Prayers were being read simultaneously from Turkey’s 85,000 mosques to rally the country to defend its democracy and honour those who died in the attempted military coup.
Already, three of the country’s top generals have been detained, alongside hundreds of soldiers. The government also dismissed nearly 3,000 judges and prosecutors from their posts, while investigators were preparing court cases to send the conspirators to trial on charges of attempting to overthrow the government.
The botched coup, which saw warplanes fly over key government installations and tanks roll up in major cities briefly, ended hours later when loyal government forces including military and police regained control of the military and civilians took to the streets in support of Mr Erdogan.
At least 265 people were killed and over 1,400 were wounded. Government officials said at least 104 conspirators were killed.
Chanting, dancing and waving flags, tens of thousands of Turks marched through the streets to defend democracy and support the country’s long-time leader.
It was an emotional display by Turks, who rallied in headscarves and long dresses, T-shirts and work boots, some walking hand in hand late on Saturday and early on Sunday with their children.
Rather than toppling Turkey’s strongman president, the attempted coup appears to have bolstered Mr Erdogan’s popularity and grip on power.
Gozde Kurt, a 16-year-old student at the rally in Istanbul, said: “Just a small group from Turkish armed forces stood up against our government ... but we, the Turkish nation, stand together and repulse it back.”
The Yeni Safak newspaper used the headline “Traitors of the country”, while the Hurriyet newspaper declared “Democracy’s victory”.
Premier Binali Yildirim said the perpetrators of Friday’s failed coup “will receive every punishment they deserve”.
However, the government crackdowns raised concerns over the future of democracy in Turkey, which has long prided itself on its democratic and secular traditions despite being in a region swept by conflict and extremism.
Mr Erdogan’s survival has turned him into a “sort of a mythical figure” and could further erode democracy in Turkey, said Soner Cagaptay, director of the Turkish research program at The Washington Institute.
“It will allow him to crack down on liberty and freedom of association, assembly, expression and media in ways that we haven’t seen before,” he said.
The coup attempt started with tanks rolling on Friday night into the streets of Ankara and Istanbul as the president was on a seaside break.
Explosions and gunfire erupted throughout the night. It quickly became clear, though, that the military was not united in the effort to overthrow the government.

→ Recorded information:
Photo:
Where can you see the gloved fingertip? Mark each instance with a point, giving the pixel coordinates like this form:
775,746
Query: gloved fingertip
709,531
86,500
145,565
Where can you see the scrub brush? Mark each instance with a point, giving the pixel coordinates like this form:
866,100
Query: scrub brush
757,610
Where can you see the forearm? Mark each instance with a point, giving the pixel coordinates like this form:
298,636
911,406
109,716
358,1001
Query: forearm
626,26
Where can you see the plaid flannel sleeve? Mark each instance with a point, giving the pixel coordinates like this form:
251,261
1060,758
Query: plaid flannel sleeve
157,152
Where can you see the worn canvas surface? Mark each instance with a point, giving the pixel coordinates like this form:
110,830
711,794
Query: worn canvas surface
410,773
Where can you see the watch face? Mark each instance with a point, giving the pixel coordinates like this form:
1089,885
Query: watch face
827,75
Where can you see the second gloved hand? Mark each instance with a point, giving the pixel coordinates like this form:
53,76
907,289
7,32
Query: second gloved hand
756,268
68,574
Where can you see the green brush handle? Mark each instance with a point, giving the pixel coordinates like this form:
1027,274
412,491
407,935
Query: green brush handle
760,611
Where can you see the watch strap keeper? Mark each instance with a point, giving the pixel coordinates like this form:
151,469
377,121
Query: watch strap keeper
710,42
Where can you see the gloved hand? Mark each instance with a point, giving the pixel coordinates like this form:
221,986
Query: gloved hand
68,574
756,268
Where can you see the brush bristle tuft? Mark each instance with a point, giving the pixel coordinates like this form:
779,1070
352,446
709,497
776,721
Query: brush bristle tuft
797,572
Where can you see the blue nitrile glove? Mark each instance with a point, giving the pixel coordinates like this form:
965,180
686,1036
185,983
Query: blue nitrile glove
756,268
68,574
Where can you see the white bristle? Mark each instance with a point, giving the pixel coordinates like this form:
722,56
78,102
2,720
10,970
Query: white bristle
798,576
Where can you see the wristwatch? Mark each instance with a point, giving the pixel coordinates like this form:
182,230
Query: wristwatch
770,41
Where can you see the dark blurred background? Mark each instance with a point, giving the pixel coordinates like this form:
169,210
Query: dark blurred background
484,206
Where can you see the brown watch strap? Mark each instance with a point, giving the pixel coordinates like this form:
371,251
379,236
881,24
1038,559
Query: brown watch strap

→ What is expected: Echo the stretch of the Turkey coup article from "Prayers were being" through "attempted military coup.", copying it word for word.

→ Solution:
Prayers were being read simultaneously from Turkey’s 85,000 mosques to rally the country to defend its democracy and honour those who died in the attempted military coup.